Green Air Online reports on “what could be a significant breakthrough,” Boeing’s identification of “green” Diesel as a new source of sustainable aviation biofuel. Green Diesel is similar chemically to current aviation biofuels, emits “at least” 50 percent less carbon dioxide than fossil fuel over its life cycle, and could be blended directly with existing fossil-based jet fuels. Similar to petrodiesel, this fuel has some specific definitions that distinguish it from “biodiesel.”
According to Advanced Biofuels USA, “Renewable Diesel, often called “green diesel” or “second generation diesel,” refers to petrodiesel-like fuels derived from biological sources that are chemically not esters and thus distinct from biodiesel. Renewable diesel is chemically the same as petrodiesel, but made of recently living biomass.
“…Renewable diesel is chemically similar to petrodiesel… The term “renewable diesel” refers to all diesel fuels derived from biomass that meet the standards of ASTM D975 and are not mono-alkyl esters.” The last line makes your editor again regretful he did not pay more attention in chemistry class. Simply, this type of green Diesel is a “drop-in” fuel, requiring no changes in infrastructure and is therefore transparent in its application for end users.
Dr. James Kinder, a Technical Fellow in Boeing Commercial Airplanes’ Propulsion Systems Division, explains, “Green diesel approval would be a major breakthrough in the availability of competitively priced, sustainable aviation fuel. We are collaborating with our industry partners and the aviation community to move this innovative solution forward and reduce the industry’s reliance on fossil fuel.”

(Dataset excerpts)
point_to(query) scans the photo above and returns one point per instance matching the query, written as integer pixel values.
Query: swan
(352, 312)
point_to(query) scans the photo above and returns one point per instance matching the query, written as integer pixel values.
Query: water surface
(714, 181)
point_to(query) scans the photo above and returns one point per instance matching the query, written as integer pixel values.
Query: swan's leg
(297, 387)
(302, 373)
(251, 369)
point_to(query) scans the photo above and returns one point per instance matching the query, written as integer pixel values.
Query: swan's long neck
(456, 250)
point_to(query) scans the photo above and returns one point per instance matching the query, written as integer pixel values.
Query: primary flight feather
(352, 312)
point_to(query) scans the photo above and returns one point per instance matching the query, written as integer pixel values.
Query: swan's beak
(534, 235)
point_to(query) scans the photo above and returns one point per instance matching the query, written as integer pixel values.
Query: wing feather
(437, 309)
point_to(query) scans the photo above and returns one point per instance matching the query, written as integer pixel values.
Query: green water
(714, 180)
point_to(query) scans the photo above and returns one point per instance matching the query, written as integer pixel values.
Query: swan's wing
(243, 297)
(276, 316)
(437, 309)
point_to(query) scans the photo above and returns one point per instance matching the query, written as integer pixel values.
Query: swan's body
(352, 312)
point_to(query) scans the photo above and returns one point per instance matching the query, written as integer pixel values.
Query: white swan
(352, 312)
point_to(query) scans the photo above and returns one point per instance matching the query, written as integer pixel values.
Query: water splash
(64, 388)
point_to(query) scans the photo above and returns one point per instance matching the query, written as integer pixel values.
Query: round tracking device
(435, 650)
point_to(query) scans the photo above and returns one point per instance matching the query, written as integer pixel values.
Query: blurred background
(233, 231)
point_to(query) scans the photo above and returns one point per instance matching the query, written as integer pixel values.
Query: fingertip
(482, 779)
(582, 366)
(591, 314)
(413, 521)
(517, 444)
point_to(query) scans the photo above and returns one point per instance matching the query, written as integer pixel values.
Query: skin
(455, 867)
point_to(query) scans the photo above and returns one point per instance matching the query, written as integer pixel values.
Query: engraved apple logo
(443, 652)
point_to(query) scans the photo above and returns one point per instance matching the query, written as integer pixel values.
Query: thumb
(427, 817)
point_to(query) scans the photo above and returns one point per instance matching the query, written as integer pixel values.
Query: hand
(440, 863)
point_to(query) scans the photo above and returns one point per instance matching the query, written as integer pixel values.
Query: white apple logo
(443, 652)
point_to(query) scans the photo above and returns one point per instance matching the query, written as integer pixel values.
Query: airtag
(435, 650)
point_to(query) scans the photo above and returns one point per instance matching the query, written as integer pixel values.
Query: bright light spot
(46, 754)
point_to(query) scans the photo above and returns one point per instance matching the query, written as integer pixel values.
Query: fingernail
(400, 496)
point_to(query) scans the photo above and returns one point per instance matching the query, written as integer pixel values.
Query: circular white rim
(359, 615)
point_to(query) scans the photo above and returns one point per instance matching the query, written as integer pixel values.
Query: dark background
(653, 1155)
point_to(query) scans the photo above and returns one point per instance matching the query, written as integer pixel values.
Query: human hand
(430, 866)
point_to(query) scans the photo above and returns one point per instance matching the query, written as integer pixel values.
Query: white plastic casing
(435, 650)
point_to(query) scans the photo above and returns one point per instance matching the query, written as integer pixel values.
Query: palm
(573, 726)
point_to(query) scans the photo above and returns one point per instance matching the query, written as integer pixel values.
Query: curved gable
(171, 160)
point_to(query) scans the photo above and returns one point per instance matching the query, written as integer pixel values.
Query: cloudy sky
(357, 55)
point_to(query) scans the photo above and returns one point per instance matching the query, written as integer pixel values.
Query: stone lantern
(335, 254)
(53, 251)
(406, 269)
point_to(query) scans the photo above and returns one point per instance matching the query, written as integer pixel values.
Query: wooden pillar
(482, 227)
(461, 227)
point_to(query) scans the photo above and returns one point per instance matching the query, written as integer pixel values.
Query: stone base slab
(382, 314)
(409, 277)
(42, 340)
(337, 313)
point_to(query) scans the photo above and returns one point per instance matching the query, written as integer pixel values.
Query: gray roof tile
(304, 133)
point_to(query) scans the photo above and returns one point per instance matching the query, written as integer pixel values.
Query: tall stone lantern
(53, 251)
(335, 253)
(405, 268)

■ Task item A
Retype the green diesel article's wording, everything from "According to Advanced" down to "for end users.".
■ Task item B
In the green diesel article, which standards must a biomass-derived diesel fuel meet to fall under the term "renewable diesel"?

■ Problem solution A
According to Advanced Biofuels USA, “Renewable Diesel, often called “green diesel” or “second generation diesel,” refers to petrodiesel-like fuels derived from biological sources that are chemically not esters and thus distinct from biodiesel. Renewable diesel is chemically the same as petrodiesel, but made of recently living biomass.
“…Renewable diesel is chemically similar to petrodiesel… The term “renewable diesel” refers to all diesel fuels derived from biomass that meet the standards of ASTM D975 and are not mono-alkyl esters.” The last line makes your editor again regretful he did not pay more attention in chemistry class. Simply, this type of green Diesel is a “drop-in” fuel, requiring no changes in infrastructure and is therefore transparent in its application for end users.

■ Problem solution B
ASTM D975